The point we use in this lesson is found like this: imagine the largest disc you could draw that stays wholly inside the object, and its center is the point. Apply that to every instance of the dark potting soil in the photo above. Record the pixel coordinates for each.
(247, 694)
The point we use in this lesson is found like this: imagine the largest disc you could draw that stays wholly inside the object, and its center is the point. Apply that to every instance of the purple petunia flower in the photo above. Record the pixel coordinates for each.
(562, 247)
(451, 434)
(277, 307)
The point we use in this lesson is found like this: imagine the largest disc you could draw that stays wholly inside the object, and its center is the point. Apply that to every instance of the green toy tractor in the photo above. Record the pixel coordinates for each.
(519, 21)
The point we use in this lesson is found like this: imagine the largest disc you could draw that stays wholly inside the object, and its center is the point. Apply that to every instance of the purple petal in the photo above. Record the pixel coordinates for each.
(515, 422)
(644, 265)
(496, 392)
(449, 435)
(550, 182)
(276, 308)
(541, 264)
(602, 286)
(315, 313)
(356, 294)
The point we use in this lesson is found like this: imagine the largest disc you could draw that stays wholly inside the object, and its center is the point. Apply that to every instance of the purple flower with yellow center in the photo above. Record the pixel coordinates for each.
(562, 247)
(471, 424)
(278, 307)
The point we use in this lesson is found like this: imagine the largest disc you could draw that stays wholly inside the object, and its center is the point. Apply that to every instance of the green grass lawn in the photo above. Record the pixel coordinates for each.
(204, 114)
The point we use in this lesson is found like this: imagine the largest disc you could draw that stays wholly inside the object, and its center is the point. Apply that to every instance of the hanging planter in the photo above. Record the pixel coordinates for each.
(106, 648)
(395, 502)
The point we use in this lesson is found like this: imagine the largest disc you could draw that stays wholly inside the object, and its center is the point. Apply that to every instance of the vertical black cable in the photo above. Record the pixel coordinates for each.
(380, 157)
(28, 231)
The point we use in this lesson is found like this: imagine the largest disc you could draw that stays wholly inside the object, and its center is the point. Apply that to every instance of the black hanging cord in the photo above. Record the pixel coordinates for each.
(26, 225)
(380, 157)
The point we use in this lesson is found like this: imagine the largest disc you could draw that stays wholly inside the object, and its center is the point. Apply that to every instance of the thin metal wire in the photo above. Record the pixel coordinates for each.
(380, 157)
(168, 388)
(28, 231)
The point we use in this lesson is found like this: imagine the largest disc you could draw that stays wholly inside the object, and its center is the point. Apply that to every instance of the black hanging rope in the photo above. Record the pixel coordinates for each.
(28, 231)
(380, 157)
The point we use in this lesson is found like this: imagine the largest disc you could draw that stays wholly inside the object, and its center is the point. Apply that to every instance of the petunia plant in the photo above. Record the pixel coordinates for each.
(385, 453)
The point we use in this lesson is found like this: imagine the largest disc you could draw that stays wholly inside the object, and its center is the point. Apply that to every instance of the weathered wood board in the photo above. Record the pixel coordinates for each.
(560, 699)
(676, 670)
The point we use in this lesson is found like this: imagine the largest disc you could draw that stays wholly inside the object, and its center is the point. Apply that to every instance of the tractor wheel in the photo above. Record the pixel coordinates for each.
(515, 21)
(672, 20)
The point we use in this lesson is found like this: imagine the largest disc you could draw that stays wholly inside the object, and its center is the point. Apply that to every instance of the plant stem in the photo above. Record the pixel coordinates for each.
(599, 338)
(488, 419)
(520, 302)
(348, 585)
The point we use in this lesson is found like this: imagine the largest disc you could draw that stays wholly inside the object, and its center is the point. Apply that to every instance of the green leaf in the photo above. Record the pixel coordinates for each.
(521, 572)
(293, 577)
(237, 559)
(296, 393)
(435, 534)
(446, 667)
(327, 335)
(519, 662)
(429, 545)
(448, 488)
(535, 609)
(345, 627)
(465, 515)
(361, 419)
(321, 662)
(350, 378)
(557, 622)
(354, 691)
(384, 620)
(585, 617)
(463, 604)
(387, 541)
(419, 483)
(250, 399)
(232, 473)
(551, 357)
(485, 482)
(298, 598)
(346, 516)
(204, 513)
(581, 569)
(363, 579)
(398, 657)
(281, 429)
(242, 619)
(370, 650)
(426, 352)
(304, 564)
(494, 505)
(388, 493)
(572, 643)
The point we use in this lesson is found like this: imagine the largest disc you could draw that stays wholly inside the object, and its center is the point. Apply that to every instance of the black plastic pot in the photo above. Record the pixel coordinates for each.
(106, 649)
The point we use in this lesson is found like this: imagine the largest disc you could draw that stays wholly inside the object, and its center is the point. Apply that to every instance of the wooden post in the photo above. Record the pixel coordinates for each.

◆ **AIM OF THE EXERCISE**
Your task is to repeat the data exactly; please include every line.

◆ **RESPONSE BELOW**
The point we use in this lesson is found like this: imagine the largest disc you could draw that stays wholly inside the object, and its center is the point. Apply that to every instance of the dark potting soil in the photo above. Record the pixel coordinates for each.
(247, 694)
The point we use in this lesson is found like this: imagine the largest disc you could draw that stays wholly inside the object, and its center is the point. Apply that to every instance of the purple petunia flower in the photo above. Record the pixel coordinates for each.
(562, 247)
(451, 434)
(277, 307)
The point we use in this lesson is found like this: imagine the largest disc you could draw that stays wholly inside the object, and its center is the point. Apply that to every instance of the green toy tractor in the photo above. Record the pixel coordinates for each.
(519, 21)
The point we use in this lesson is found like this: imagine the largest disc you could draw that stays wholly inside the object, and its center is the point. Apply that to every instance of the purple petal in the photo above. Record the pixel coordinates for each.
(515, 422)
(644, 265)
(496, 392)
(449, 435)
(550, 182)
(276, 308)
(541, 264)
(602, 286)
(315, 313)
(356, 294)
The point we use in this lesson is found like this: imagine the largest disc you could draw that stays wholly inside the object, and its center is the point. Apply that to every instance of the purple flower with yellow center in the photo above. Record the pixel coordinates for each.
(562, 247)
(471, 424)
(278, 307)
The point we use in this lesson is found like this: imagine the largest disc you could draw that stays wholly inside the object, and its center is the point. Apply that to every instance of the green grass lawn in the photo above. Record the pixel coordinates for each.
(204, 114)
The point we use in this lesson is found like this: imagine the largest disc you could draw that stays wholly inside the object, and its center is the point. Apply that to every instance of the hanging planter in the photo above. Record the pixel coordinates for each.
(106, 648)
(395, 502)
The point we use in this lesson is found like this: imagine the largest disc you could draw that stays wholly inside the object, and its center is the point. Apply that to every instance of the vertical black cable in the photo above. Record the pixel coordinates for each.
(380, 157)
(28, 231)
The point we use in this lesson is found like this: imagine the largest disc you could draw that stays wholly inside the object, and its center is the point. Apply that to every instance of the black hanging cord in the photo above. Record the pixel coordinates for each.
(26, 225)
(380, 157)
The point we use in this lesson is found like this: imagine the largest disc you could draw that stays wholly inside the object, and its center is the point. Apply that to every instance of the thin metal wire in the photo above. Record the pixel coordinates for each.
(380, 157)
(168, 388)
(28, 231)
The point we use in this lesson is found like this: imagine the largest disc you could draw that stays wholly inside the object, and its center is the point. Apply that to every instance of the black hanging rope in the photo above. Record the pixel coordinates for each.
(28, 231)
(380, 157)
The point we use in this lesson is found like this: imagine the largest disc you could draw that stays wholly inside the object, and its center is the point. Apply that to every instance of the petunia plant in the photo above. Record the pixel coordinates for each.
(385, 453)
The point we use in this lesson is found like this: imagine the largest disc you could draw that stays wholly inside the object, and its center is the point. Apply that to every instance of the weathered wood board in the photo above. Record the pixel coordinates for each.
(560, 699)
(676, 670)
The point we use in this lesson is found like this: imagine the largest disc you could draw that stays wholly inside the object, and its center is the point. Apply that to every instance of the tractor wheel in the photo above. Record the pixel coordinates for each.
(515, 21)
(672, 20)
The point we use in this lesson is found like this: imagine the largest disc you could draw that stays wholly inside the object, and its center is the point. Apply that to every instance of the plant stem in the photo above. Record the pixel coordinates for each.
(599, 338)
(488, 419)
(520, 302)
(348, 585)
The point we use in this lesson is found like this: imagine the largest disc you could draw that stays wholly inside the object, and its center is the point. Apply that to every instance of the green leaf in the photo above. Record the pixel coordinates for each.
(521, 572)
(293, 577)
(237, 559)
(296, 393)
(435, 534)
(446, 667)
(327, 335)
(519, 662)
(429, 545)
(448, 488)
(535, 609)
(345, 627)
(465, 515)
(361, 419)
(321, 662)
(350, 378)
(557, 622)
(354, 691)
(384, 620)
(585, 617)
(463, 604)
(387, 541)
(419, 483)
(250, 399)
(232, 473)
(551, 357)
(485, 482)
(298, 598)
(346, 516)
(204, 513)
(581, 569)
(363, 579)
(398, 657)
(281, 429)
(242, 619)
(370, 650)
(426, 352)
(304, 564)
(494, 505)
(388, 493)
(572, 643)
The point we use in this lesson is found like this: imagine the largest disc you could draw that stays wholly inside the object, and its center is the point. Apply that to every instance of the black plastic pot in the photo above. Record the pixel coordinates for each.
(106, 649)
The point we use in this lesson is found like this: imagine the largest disc you could draw that stays wholly inside the object, and its center is the point. Apply that to every instance of the wooden post in the photo above. Record the pixel coordinates for each.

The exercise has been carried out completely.